▶ Exercises to complete
- A) List the machine-learning Python libraries named in the data scientist job posting.
- B) How many years of data science experience does the data scientist job posting require?
- C) Carry on the data scientist job posting from the point where it stops.

▶ Page extract
--

Data Scientist
Position Summary
Caris Life Sciences is seeking a data scientist to expand, test, and validate a suite of molecular biomarkers aimed to improve the standard of care for patients undergoing treatment for cancer. This is a research role within the Caris signature development program and responsibilities will center on statistical or machine-learning derived predictions of phenotypic treatment response built from the genotypic data types available on Caris molecular sequencing platforms. A successful candidate will have the analytical, code-oriented mindset to create reproducible data science pipelines, and the communication skills to discuss the implications of the scientific results with our medical professionals.
Job Responsibilities
- Work with disease experts to determine the cohort selection, model development, and validation steps that make up a project roadmap for a genetic signature.
- Iteratively develop statistical or machine-learned derived features sets built from Caris genetic sequencing data.
- Communicate the impact and interpretation of predicted clinical outcomes for the targeted disease type.
- Structure queries and organize codebases in a streamlined and reproducible manner.
- Compare novel signatures with baselines derived from the molecular health literature.
- Interface with data engineering and bioinformatics teams to understand the intricacies of underlying datasets.
Required Qualifications
- PhD in Data Science, Computational Biology, Bioinformatics, Engineering, or related scientific field.
- 1-5 years experience in Data Science
- Proficiency in Python.
- Proficiency in data visualization.
- Familiarity with Linux ecosystem, Git, and queries from SQL or related database families.
- Experience with common machine-learning Python libraries such as Sklearn, PyTorch, TensorFlow, Keras, etc.

--

(Referring expression pointing data)

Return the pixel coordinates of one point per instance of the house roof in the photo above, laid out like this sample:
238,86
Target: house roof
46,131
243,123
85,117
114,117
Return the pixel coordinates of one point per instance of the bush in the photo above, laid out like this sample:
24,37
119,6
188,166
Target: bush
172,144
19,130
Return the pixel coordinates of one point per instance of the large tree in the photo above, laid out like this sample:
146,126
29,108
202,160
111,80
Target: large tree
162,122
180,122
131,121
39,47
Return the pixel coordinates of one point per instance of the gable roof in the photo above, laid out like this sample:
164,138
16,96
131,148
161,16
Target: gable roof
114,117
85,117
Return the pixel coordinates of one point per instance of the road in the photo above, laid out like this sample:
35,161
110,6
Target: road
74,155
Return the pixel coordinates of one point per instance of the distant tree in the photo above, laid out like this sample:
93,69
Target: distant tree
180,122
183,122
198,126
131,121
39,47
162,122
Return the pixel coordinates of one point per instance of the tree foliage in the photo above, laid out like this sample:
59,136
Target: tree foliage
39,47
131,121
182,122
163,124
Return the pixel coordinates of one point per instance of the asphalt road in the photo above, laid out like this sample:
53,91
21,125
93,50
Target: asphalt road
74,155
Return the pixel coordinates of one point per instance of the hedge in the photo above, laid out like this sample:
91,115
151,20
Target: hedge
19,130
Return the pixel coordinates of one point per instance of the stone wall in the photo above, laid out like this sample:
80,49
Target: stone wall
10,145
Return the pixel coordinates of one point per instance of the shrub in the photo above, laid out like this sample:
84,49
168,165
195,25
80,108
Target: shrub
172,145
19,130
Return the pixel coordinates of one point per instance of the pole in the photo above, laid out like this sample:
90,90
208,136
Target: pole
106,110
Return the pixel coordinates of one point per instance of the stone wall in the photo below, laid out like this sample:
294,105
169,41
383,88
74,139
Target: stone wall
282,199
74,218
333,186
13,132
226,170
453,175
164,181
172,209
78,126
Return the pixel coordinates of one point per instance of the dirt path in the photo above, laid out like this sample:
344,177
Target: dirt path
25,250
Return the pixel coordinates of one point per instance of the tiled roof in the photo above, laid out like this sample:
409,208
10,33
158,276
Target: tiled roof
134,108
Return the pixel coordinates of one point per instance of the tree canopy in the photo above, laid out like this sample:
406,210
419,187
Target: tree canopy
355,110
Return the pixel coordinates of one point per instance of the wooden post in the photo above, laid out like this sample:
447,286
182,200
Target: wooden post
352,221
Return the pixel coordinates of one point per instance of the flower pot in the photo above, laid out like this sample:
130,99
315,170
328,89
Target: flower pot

--

▶ Outputs by task
- A) Sklearn, PyTorch, TensorFlow, Keras

- B) 1-5 years

- C)
- Ability to communicate quantifiable results through tables, figures, and plots.
- Proficiency in Microsoft Office Suite, specifically Word, Excel, Outlook, and general working knowledge of Internet for business use.
Preferred Qualifications
- Experience with interpretation of clinical health records including Electronic Health Records, insurance claims data, or patient histories
- OR with bioinformatics pipeline development and genetic file types such as VCF, BAM, FASTQ
- Good code documentation practices and experience with workflow management packages.
- Cloud programming experience, in particular under the AWS Sagemaker ecosystem.
Physical Demands
- Will work at a computer most of the time, with some time spent collaborating with subject matter experts and business group leaders either in person or through remote conferencing.
- Visual acuity and analytical skill to distinguish fine detail.
- Must possess ability to sit and/or stand for long periods of time.
Training
- All job specific, safety, and compliance training are assigned based on the job functions associated with this employee.
Other
- Job may require after-hours response to emergency issues.
- This position may require periodic travel and some evenings, weekends, and/or holidays.